Raw data:
============

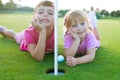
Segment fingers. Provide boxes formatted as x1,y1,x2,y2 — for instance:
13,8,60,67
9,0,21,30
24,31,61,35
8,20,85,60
31,19,37,26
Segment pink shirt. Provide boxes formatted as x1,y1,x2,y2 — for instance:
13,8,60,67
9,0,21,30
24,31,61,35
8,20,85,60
20,26,54,51
64,33,100,54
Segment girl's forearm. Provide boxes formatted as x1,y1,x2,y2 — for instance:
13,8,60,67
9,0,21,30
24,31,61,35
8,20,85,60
34,29,46,61
76,54,94,64
64,40,80,57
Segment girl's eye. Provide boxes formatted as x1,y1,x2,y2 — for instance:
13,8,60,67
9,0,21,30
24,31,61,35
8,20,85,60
81,22,85,25
48,12,53,15
38,12,43,14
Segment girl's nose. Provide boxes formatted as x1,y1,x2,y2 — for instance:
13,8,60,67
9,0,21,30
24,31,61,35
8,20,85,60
77,25,82,30
44,12,47,16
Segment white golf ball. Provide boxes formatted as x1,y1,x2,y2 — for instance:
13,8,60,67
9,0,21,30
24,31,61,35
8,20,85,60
58,55,64,62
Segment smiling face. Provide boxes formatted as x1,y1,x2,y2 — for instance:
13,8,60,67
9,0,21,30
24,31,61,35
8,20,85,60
64,10,89,37
34,6,54,27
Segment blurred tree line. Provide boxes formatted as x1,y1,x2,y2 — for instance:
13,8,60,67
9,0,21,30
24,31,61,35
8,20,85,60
0,0,34,12
0,0,120,19
58,8,120,19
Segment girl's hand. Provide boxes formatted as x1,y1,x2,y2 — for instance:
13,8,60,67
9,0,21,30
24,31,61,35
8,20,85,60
31,19,45,31
68,28,80,41
66,56,77,66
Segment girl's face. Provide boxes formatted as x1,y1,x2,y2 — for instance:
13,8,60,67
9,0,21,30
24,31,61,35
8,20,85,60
70,21,88,38
34,6,54,27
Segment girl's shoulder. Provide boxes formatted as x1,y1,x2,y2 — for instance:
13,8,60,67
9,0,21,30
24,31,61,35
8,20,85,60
86,32,95,39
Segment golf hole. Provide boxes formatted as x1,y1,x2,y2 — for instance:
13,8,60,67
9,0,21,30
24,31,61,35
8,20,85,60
46,68,65,75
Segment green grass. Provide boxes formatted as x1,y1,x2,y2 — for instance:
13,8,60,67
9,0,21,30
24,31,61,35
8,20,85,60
0,14,120,80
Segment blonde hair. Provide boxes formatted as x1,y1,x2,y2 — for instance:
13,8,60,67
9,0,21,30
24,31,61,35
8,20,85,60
34,0,54,13
64,10,92,33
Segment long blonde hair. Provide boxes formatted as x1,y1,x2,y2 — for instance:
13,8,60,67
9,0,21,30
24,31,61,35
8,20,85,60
64,10,92,34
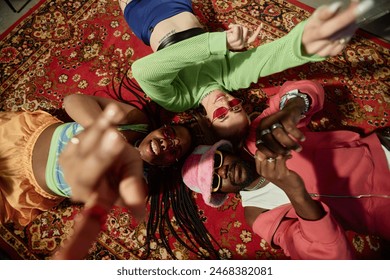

============

Task description: Switch every "Segment" in the lines above to "Outline" and write all the lines out again with nothing else changed. Leave the pictures out.

Problem solution:
Outline fingers. Provide boxes formatted as x1,y1,x2,y2 — for instance:
13,8,60,67
9,0,21,30
24,31,61,35
8,20,85,60
31,19,37,26
Outline pink shirt. Provide boxes formatted as x1,y1,x2,y2 — for instance:
13,8,60,67
9,0,21,30
24,31,61,35
8,20,85,60
20,26,54,51
64,33,100,54
Outline girl's forearm. Provide boxes formatted as x1,y1,x2,y2 — for instance:
13,8,60,67
9,0,21,30
24,31,61,35
8,20,85,60
34,29,46,61
76,54,94,64
64,40,80,57
Outline girl's eye. Provide boxes formatted as x1,y1,x2,y2 — for instance:
13,8,60,67
9,0,21,30
24,31,61,35
8,20,85,60
81,22,85,25
48,12,53,15
38,12,43,14
Outline girl's nose. Provide boxes formatted as x1,y1,x2,y2 — for instance:
13,8,60,67
9,0,21,30
24,31,61,35
8,20,85,60
77,25,82,30
44,12,47,16
Outline white golf ball. Provide boxes formatted as x1,y1,x2,y2 — for instance:
13,8,60,67
9,0,21,30
24,31,61,35
8,20,85,60
58,55,64,62
Outline smiling face. Provide boxes formatted as x1,y1,x2,y2 — for instance:
13,8,60,67
9,0,21,30
24,31,61,35
8,20,85,60
64,10,89,37
34,6,54,27
Outline blurred tree line. Provide boxes formatted as x1,y1,x2,y2 — for instance:
13,8,60,67
9,0,21,30
24,31,61,35
8,20,85,60
0,0,34,12
0,0,120,19
58,8,120,19
Outline girl's hand. Provide boxes formatted as x1,y1,x2,y2 — for instance:
13,8,60,67
9,0,21,30
24,31,61,35
8,20,85,60
31,19,45,31
68,28,80,41
66,56,77,66
Outline girl's face. Provide boxes formatted as x1,y1,x2,y2 — for instance:
13,8,60,67
9,0,21,30
24,31,61,35
8,20,85,60
70,21,88,38
34,6,54,27
Outline girl's shoulder. Provide boxes formatted as x1,y1,x2,y2 — for instance:
13,8,60,67
9,0,21,30
24,31,61,35
8,20,85,60
86,32,95,39
Outline golf hole. Provide boxes formatted as x1,y1,x2,y2 — for instance:
13,8,60,67
9,0,21,30
24,31,61,35
8,20,85,60
46,68,65,75
Outline green grass. Provide boxes formatted as x1,y1,x2,y2 — for instance:
13,8,60,67
9,0,21,30
24,31,61,35
8,20,85,60
0,14,120,80
Outline blonde hair. Provide boxes formatted as x1,y1,x2,y2 — for instance:
13,8,60,67
9,0,21,30
24,31,61,35
8,20,85,60
34,0,54,13
64,10,92,33
Outline long blonde hair. Provide boxes formatted as x1,y1,x2,y2 — for instance:
13,8,60,67
9,0,21,30
24,31,61,35
8,20,85,60
64,10,92,34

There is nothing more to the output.